• _REQUIRED WORK_:
Lay out the entries from the start up to and including the line with "point(264, 155)" as a two-column CSV headed text and answer, one row per entry, with each value in a single quoted field and its line breaks turned into spaces. Leave the pictures out.
— START —
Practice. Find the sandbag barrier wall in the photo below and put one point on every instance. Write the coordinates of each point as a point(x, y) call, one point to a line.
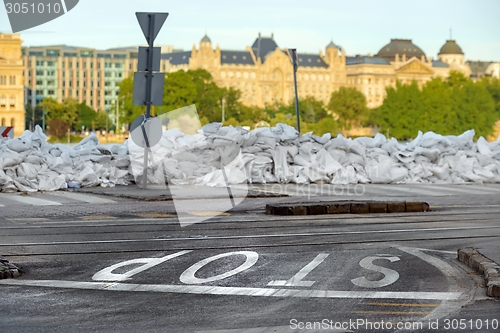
point(264, 155)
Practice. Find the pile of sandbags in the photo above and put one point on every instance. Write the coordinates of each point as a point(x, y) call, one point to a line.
point(29, 164)
point(219, 155)
point(280, 155)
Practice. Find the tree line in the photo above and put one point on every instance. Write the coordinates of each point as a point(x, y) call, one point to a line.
point(68, 115)
point(445, 106)
point(448, 106)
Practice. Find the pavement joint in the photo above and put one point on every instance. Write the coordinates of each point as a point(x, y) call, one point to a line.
point(485, 266)
point(8, 270)
point(346, 207)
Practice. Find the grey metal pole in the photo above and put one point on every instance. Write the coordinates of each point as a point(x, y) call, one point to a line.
point(293, 55)
point(296, 97)
point(148, 98)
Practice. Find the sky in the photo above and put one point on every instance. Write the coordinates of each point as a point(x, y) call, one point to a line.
point(359, 26)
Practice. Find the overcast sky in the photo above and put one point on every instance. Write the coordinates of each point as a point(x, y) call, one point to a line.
point(360, 26)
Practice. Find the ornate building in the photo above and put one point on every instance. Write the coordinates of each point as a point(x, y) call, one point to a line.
point(263, 72)
point(404, 61)
point(11, 83)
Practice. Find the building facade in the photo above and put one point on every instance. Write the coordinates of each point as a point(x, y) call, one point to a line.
point(11, 83)
point(87, 75)
point(262, 72)
point(403, 61)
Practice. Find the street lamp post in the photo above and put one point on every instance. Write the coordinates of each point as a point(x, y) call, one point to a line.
point(293, 56)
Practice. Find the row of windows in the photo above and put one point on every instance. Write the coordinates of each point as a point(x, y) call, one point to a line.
point(12, 101)
point(69, 74)
point(49, 63)
point(370, 81)
point(83, 54)
point(12, 80)
point(12, 122)
point(275, 75)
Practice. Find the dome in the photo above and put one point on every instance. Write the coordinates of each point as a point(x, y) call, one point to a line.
point(400, 47)
point(332, 46)
point(205, 39)
point(450, 47)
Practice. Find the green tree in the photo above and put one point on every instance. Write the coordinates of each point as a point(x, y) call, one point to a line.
point(349, 104)
point(65, 111)
point(449, 106)
point(86, 116)
point(58, 128)
point(493, 87)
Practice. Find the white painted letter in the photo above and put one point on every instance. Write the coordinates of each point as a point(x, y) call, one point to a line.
point(296, 280)
point(188, 276)
point(107, 274)
point(390, 277)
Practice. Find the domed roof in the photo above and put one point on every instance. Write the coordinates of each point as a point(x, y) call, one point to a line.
point(450, 47)
point(332, 46)
point(205, 39)
point(400, 47)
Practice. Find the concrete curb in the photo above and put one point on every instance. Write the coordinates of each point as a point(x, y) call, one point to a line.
point(489, 269)
point(8, 270)
point(346, 207)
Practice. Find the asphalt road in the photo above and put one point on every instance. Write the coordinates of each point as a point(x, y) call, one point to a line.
— END —
• _RESULT_:
text,answer
"Practice. Find the sandbag barrier wall in the photo below and put one point on every instance. Write the coordinates of each point as a point(x, y) call, one point to a line.","point(264, 155)"